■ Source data
—————

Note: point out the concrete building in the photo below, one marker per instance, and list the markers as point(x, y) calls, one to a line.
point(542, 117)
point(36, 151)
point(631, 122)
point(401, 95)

—————

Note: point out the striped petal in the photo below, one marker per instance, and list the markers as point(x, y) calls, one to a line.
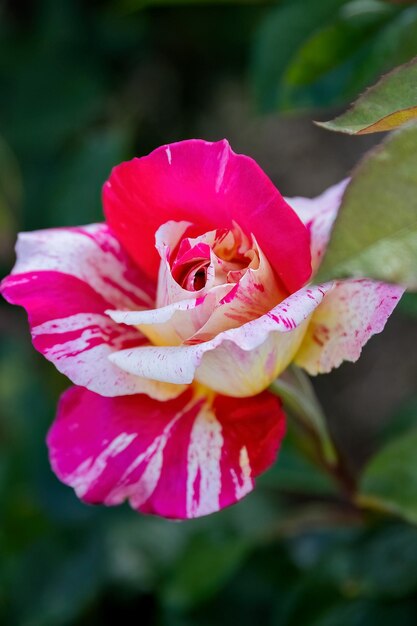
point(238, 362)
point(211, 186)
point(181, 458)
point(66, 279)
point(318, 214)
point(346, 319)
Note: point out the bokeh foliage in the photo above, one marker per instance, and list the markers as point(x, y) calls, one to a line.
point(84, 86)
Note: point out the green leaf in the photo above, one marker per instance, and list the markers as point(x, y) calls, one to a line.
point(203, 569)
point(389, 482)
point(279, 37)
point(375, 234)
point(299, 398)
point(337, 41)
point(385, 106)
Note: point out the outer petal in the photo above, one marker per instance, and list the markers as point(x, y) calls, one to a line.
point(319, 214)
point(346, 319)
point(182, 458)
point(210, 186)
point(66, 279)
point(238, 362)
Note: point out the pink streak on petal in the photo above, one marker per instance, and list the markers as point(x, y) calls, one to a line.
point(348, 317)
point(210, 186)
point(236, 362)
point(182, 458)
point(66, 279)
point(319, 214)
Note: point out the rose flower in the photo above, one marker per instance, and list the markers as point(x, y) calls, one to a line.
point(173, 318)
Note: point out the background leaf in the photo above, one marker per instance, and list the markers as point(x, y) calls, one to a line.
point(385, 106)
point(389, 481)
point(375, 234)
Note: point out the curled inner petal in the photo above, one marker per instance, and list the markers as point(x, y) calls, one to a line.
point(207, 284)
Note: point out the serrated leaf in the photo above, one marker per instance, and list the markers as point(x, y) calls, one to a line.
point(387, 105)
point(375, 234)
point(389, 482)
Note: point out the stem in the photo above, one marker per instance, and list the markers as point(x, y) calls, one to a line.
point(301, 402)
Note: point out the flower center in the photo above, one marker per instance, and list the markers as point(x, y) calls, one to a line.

—————

■ PROBLEM REQUIREMENTS
Looking at the data above, write out exactly the lines that start at the one containing "Note: point out the curled" and end at the one containing "Note: point out the flower"; include both and nothing beyond.

■ RESULT
Note: point out the curled inner petal in the photo above, one marker per instance, and list the markers as point(x, y) calls, one to a line.
point(207, 284)
Note: point out the serrated leaf in the photo above, one marker per instance, and list the markers as point(x, y) calls, one to a line.
point(387, 105)
point(375, 234)
point(389, 482)
Note: point out the stem in the photo above, one marker per instance, and list the markers as point(x, y) calls, one to a line.
point(301, 402)
Note: point out the flower center in the photo above, one marker per instance, and list the markers as point(x, y) calls, one to a line.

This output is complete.